• **Saved entries**:
============

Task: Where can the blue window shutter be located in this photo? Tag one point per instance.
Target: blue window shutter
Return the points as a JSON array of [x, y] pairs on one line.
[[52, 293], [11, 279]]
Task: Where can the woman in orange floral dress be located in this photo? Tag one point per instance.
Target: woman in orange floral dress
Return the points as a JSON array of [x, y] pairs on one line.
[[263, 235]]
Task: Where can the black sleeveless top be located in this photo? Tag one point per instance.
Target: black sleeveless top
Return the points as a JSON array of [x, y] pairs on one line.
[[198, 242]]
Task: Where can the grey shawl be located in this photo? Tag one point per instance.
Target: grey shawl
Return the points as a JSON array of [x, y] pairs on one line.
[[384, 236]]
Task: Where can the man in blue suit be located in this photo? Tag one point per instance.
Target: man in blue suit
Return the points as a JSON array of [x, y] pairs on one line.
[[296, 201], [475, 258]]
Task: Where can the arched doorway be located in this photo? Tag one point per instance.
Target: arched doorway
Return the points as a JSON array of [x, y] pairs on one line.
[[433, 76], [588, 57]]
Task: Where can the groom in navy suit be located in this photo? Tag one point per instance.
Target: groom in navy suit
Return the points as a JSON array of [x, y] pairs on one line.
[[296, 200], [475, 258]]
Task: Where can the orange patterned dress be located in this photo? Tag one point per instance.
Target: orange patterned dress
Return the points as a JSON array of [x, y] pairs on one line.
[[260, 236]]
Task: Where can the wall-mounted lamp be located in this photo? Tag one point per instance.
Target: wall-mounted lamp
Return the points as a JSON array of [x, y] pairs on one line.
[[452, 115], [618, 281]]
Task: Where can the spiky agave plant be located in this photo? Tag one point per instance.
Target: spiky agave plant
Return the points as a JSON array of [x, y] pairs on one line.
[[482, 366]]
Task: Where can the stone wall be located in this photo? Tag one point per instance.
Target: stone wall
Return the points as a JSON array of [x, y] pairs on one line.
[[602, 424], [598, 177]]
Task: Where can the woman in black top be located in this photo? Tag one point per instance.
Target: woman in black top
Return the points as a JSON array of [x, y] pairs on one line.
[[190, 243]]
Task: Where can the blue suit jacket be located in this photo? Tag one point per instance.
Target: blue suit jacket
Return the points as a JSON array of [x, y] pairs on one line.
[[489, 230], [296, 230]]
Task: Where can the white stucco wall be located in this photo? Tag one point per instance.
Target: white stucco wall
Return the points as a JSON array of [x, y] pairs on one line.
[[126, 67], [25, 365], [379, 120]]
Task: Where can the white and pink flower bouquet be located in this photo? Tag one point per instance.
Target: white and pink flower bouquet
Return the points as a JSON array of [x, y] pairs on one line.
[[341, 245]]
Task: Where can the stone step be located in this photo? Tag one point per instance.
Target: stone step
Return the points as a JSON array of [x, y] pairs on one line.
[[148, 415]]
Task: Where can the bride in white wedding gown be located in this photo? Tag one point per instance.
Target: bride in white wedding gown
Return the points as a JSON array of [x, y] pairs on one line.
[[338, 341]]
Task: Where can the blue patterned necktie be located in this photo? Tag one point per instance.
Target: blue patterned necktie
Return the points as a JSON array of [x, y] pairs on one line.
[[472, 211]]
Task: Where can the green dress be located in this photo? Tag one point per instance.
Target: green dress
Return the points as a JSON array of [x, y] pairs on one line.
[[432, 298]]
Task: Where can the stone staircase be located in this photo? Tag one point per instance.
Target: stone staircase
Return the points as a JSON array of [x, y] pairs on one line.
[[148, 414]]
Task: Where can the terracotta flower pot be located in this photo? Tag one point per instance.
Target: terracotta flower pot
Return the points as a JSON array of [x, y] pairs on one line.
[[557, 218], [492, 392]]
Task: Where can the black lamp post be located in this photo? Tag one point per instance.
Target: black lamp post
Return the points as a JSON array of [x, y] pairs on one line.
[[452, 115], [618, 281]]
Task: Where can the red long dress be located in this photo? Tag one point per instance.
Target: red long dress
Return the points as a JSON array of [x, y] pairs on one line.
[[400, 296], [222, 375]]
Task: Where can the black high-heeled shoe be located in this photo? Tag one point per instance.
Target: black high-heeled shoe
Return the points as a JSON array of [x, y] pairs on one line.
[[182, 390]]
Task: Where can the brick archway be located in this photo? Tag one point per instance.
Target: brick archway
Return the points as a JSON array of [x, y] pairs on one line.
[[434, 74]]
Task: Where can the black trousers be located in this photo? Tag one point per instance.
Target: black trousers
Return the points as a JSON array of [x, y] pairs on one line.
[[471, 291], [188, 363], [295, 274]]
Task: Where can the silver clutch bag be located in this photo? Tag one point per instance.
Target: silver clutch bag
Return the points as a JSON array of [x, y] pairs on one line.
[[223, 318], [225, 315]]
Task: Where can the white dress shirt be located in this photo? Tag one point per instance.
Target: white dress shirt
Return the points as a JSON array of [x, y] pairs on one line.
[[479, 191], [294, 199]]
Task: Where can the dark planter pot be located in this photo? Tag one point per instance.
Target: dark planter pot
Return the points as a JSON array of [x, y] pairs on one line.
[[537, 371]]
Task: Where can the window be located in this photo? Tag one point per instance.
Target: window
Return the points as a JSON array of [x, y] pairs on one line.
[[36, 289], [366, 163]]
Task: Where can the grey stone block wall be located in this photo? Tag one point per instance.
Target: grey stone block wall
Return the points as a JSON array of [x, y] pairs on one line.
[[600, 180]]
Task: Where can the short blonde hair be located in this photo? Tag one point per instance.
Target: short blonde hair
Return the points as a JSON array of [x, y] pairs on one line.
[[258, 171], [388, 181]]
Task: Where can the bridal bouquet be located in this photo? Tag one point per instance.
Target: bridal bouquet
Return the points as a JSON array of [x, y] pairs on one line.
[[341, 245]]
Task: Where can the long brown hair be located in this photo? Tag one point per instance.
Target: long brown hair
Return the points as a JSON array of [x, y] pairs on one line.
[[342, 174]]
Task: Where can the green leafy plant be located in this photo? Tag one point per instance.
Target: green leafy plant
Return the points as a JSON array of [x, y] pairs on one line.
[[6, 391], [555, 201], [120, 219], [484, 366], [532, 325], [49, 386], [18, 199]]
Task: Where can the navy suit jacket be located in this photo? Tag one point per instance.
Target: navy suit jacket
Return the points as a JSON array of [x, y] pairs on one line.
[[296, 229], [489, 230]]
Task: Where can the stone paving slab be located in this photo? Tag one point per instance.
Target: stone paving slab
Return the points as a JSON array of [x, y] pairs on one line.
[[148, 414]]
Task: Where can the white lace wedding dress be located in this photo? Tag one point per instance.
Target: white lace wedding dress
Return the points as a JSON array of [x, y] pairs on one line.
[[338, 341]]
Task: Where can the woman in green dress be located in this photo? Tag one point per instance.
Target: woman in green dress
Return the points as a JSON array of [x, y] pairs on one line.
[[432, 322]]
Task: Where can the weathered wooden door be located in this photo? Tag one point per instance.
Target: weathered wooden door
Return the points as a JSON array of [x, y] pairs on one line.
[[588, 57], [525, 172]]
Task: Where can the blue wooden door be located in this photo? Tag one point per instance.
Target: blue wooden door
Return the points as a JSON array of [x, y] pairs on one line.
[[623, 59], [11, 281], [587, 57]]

============

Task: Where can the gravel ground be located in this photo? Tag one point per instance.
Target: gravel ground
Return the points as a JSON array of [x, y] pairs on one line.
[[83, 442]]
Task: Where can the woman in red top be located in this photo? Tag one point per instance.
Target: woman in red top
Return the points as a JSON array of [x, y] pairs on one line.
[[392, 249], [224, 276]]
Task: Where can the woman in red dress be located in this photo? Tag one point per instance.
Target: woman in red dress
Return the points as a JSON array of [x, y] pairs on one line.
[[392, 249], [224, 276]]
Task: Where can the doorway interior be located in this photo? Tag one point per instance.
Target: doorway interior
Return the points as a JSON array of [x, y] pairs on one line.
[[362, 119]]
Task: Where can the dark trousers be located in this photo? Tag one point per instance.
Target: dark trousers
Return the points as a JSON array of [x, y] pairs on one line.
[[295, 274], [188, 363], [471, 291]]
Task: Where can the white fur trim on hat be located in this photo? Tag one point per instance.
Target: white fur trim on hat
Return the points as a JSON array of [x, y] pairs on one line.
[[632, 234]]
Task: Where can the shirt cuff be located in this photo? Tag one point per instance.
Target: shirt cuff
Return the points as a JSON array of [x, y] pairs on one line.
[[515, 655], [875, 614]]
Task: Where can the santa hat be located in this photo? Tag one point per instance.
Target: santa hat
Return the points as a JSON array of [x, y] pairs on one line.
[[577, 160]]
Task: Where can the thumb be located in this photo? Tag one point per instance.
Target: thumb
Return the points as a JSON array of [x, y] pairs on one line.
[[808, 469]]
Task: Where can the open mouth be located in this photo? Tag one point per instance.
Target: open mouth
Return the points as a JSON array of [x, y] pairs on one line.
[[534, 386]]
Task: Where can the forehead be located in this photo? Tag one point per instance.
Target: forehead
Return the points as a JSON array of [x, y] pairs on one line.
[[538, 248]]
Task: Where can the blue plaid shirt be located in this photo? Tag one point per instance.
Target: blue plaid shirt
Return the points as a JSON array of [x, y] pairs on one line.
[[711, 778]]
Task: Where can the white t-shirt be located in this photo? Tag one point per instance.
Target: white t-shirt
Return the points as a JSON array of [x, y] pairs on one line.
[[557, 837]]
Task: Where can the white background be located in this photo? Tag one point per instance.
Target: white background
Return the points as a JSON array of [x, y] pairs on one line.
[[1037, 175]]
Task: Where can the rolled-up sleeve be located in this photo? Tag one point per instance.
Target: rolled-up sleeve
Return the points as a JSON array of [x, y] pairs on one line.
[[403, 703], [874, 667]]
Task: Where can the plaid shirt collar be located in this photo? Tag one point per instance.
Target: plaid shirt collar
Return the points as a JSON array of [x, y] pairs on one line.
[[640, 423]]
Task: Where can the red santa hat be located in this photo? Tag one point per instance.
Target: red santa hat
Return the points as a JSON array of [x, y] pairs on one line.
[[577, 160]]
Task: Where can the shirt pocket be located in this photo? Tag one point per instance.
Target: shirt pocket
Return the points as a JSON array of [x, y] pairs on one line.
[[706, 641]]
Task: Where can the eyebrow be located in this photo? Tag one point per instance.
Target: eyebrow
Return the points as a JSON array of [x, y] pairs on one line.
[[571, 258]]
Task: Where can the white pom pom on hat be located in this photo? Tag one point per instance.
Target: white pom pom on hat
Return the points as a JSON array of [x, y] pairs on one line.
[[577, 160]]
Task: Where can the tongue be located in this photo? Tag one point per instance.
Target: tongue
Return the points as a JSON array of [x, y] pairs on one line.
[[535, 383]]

============

• **PROBLEM REQUIREMENTS**:
Starting at the line that has "Task: Where can the blue window" and ending at the line that has "Task: Where can the man", please write out the lines above exactly, leaving out all others.

• **SOLUTION TO THIS TASK**:
Task: Where can the blue window shutter be located in this photo? Tag one point per instance.
Target: blue window shutter
Return the points as a JSON array of [x, y] pairs on one line.
[[52, 293], [11, 279]]
Task: Where can the woman in orange floral dress be located in this photo? Tag one point per instance.
Target: woman in orange floral dress
Return the points as a JSON array of [x, y] pairs on one line.
[[263, 235]]
Task: Where can the black sleeveless top be located in this photo? Tag one point per instance.
Target: black sleeveless top
Return the points as a JSON array of [x, y] pairs on one line.
[[198, 242]]
Task: Where can the grey shawl be located in this photo? Tag one point per instance.
Target: grey shawl
Return the points as a JSON array of [x, y] pairs on one line.
[[384, 236]]
Task: Where can the man in blue suit be located in this photo? Tag one point per instance.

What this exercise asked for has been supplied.